(PROVIDED TEXT Opens)
Photochemistry : Dienes and Polyenes

Acyclic conjugated dienes, trienes and polyenes absorb strongly in the 220 to 300 nm region of the near ultraviolet. The resultant singlet excited states undergo a variety of reactions, as shown in the following diagram for 1,3,5-hexatriene and two 2,5-dialkyl derivatives. Two configurational isomers (E & Z) are possible, together with three coplanar s-cis and s-trans conformations for each (the cEt structure is not drawn). The E-configuration is normally more stable than its Z-isomer, and for R=H or CH₃ the elongated tEt conformation is preferred. The various conformers of both the E & Z-isomers are rapidly interconverted at room temperature, the equilibrium composition depending on the size of substituents such as R. The light induced isomerization about the central double bond of the trienes (e.g. E→Z) is an example of OBF.
Now, electronic π → π* excitation of any triene increases the π-bonding between carbons 2 & 3 as well as 4 & 5, as may be seen in the HOMO (π₃) and LUMO (π₄*) molecular orbitals of the parent triene. Taken together with the very short lifetimes of these excited states (≤10 nsec), this suggests that photochemical products should reflect the rotamer composition of the ground state. Put another way, excited state rotamers are not expected to equilibrate prior to reaction, the NEER principle (Non-Equilibration of Excited Rotamers). An example of NEER is found in the absence of 1,3-cyclohexadiene among the photoproducts from the parent triene (R=H), compared with its increased quantum yield as R is changed to methyl and then tert-butyl (increased cZc concentration).
For E as well as Z-trienes, reactivity parallels an increase in the population of non-planar s-cis rotamers. Furthermore, 1,2-divinylcyclopentene (drawn in the gray-shaded box) is photochemically unreactive and exhibits fluorescence in solution, demonstrating that twisting about the central (3,4-) double bond of the triene is an essential factor in these reactions.
(PROVIDED TEXT Closes)
(DATA EXCERPTS Opens)
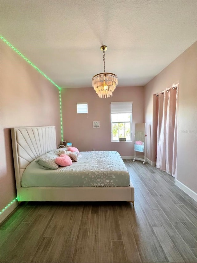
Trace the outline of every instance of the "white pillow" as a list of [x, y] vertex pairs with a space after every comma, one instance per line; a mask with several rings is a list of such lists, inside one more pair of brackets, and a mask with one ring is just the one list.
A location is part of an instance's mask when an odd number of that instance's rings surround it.
[[57, 169], [59, 166], [55, 161], [55, 158], [58, 156], [54, 151], [50, 151], [41, 156], [36, 163], [43, 167], [45, 169], [55, 170]]

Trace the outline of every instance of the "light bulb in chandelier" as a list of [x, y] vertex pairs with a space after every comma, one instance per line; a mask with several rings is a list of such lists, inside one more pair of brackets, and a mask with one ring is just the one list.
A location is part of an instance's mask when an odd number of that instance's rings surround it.
[[103, 73], [97, 74], [92, 79], [92, 85], [99, 98], [112, 97], [113, 92], [118, 85], [117, 76], [113, 73], [105, 72], [105, 51], [107, 48], [106, 46], [102, 46], [101, 47], [101, 49], [103, 52]]

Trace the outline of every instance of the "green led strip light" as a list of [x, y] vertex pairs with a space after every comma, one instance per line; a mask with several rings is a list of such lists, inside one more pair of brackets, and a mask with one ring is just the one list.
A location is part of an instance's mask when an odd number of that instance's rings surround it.
[[60, 87], [59, 87], [58, 86], [58, 85], [56, 84], [55, 84], [55, 82], [53, 81], [53, 80], [51, 80], [51, 79], [50, 78], [48, 77], [47, 77], [47, 76], [44, 74], [44, 73], [43, 73], [42, 71], [41, 71], [40, 69], [39, 69], [38, 68], [37, 68], [36, 66], [35, 66], [34, 64], [33, 64], [33, 63], [32, 63], [32, 62], [31, 62], [30, 61], [29, 59], [28, 59], [26, 57], [25, 57], [25, 56], [24, 56], [22, 54], [21, 54], [20, 52], [17, 49], [15, 48], [14, 47], [13, 47], [12, 45], [11, 45], [10, 44], [10, 43], [9, 43], [8, 41], [7, 41], [6, 39], [5, 39], [4, 38], [4, 37], [0, 35], [0, 38], [2, 39], [3, 41], [4, 41], [4, 42], [5, 42], [5, 43], [6, 43], [6, 44], [7, 44], [7, 45], [8, 45], [10, 47], [11, 47], [12, 49], [14, 49], [14, 51], [15, 51], [17, 53], [18, 53], [19, 55], [20, 55], [21, 57], [22, 57], [23, 58], [24, 58], [24, 59], [26, 60], [26, 61], [27, 61], [29, 64], [30, 64], [30, 65], [31, 65], [31, 66], [33, 67], [35, 69], [37, 70], [38, 70], [38, 71], [40, 73], [41, 73], [42, 75], [43, 75], [44, 77], [45, 77], [46, 79], [47, 79], [47, 80], [48, 80], [49, 81], [50, 81], [52, 83], [53, 83], [53, 84], [57, 88], [58, 88], [59, 89], [61, 89], [61, 88]]
[[61, 89], [59, 89], [59, 110], [60, 113], [60, 126], [61, 127], [61, 137], [62, 140], [63, 141], [63, 124], [62, 123], [62, 94]]
[[3, 209], [2, 209], [2, 210], [1, 211], [0, 211], [0, 214], [2, 214], [3, 212], [4, 212], [5, 210], [6, 210], [6, 209], [8, 208], [9, 207], [9, 206], [11, 206], [12, 204], [13, 204], [14, 203], [14, 201], [17, 200], [17, 197], [16, 197], [15, 198], [14, 198], [14, 199], [13, 199], [13, 200], [12, 200], [11, 202], [10, 202], [9, 204], [8, 204], [6, 206], [5, 206], [3, 208]]
[[61, 125], [61, 138], [62, 138], [62, 140], [63, 141], [63, 124], [62, 124], [62, 97], [61, 96], [61, 88], [60, 87], [58, 86], [56, 84], [54, 81], [53, 81], [52, 80], [51, 80], [50, 78], [48, 77], [47, 77], [46, 75], [44, 73], [43, 73], [42, 71], [39, 69], [38, 68], [37, 68], [36, 66], [35, 66], [34, 64], [33, 64], [32, 62], [31, 62], [29, 59], [28, 59], [26, 57], [25, 57], [20, 52], [18, 51], [16, 48], [15, 48], [12, 45], [11, 45], [10, 43], [9, 43], [8, 41], [7, 41], [6, 39], [5, 39], [3, 37], [2, 37], [2, 36], [1, 36], [0, 35], [0, 39], [1, 39], [5, 42], [6, 44], [8, 45], [9, 46], [10, 46], [11, 48], [13, 49], [17, 53], [18, 53], [19, 55], [21, 57], [22, 57], [23, 58], [24, 58], [25, 60], [28, 62], [29, 64], [30, 64], [32, 67], [33, 67], [34, 69], [37, 70], [38, 72], [39, 72], [40, 73], [43, 75], [44, 77], [45, 77], [46, 79], [47, 79], [48, 80], [49, 80], [49, 81], [50, 81], [50, 82], [52, 83], [54, 86], [55, 86], [56, 87], [57, 87], [59, 89], [59, 107], [60, 107], [60, 125]]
(DATA EXCERPTS Closes)
→ WHAT YOU ARE ASKED TO DO
Continue the text on the photochemistry of dienes and polyenes, starting after its last sentence.

→ RESPONSE AREA
Irradiation of trans,cis,cis-1,3,5-cyclononatriene, shown at 254nm light establishes a 60:40 photoequilibrium with the cis-fused bicyclononadiene on its right. This equilibrium is shifted to the right by longer wavelength 300nm light, which also induces further electrocyclization to tricyclo[4.3.0.0]non-3-ene. As a rule, cyclohexadienes absorb light at longer wavelength than similar non-cyclic hexatrienes. Higher temperatures permit the thermal electrocyclization of trans,cis,cis-1,3,5-cyclononatriene to the trans-fused bicyclononadiene on its left.

Finally, diradical mechanisms for the formation of allylcyclopropene (ACP), vinylcyclobutene (VCB) and bicyclohexene (BHE) products will be shown above by clicking on the diagram. ACP may be formed from either the tEt or cZt excited states, but VCB and BHE require the latter rotamer. The MVCP product on the left is unique to R = CH₃.

As noted above, the reduced bond order of a formal double bond in its first excited state leads to the OBF mechanism for isomerization in fluid solution. The torsional movement in this change is sensitive to the viscosity of the solution and to other structural constraints that may exist. Thus, the facile isomerization and weak fluorescence, typical for trans-stilbene in fluid solutions, change to low isomerization and strong fluorescence in rigid media at low temperatures. Here, the rapid radiationless deactivation of the excited state by OBF is impeded and a normally non-fluorescent compound becomes fluorescent.
A more complex, higher energy motion that achieves double bond isomerization in restrictive environments has been described and named the Hula-Twist. As shown for a cis-stilbene derivative in the following diagram, the OBF process involves a 180º flip of the aryl group on the right side of the double bond. By contrast, the HT process proceeds by simultaneous rotation of a small C–H moiety (light blue ellipse) about the double bond and an adjacent single bond (both colored brown). This not only converts the cis-isomer to its trans-configuration, but also effects a conformational change (note the orientation of the red hydrogen relative to the aryl substituent on its left).

The difference between OBF and HT isomerization of a Z to E-triene will be shown above by clicking on the diagram. It has been proposed that photoisomerization of biologically important polyenes, such as retinal and calciferol may occur by the HT mechanism because translocation of a single H-atom is less volume demanding than the turning over of one-half the molecule, as required by the OBF process. This would be especially important when the chromophore is encapsulated in a protein or bilayer membrane.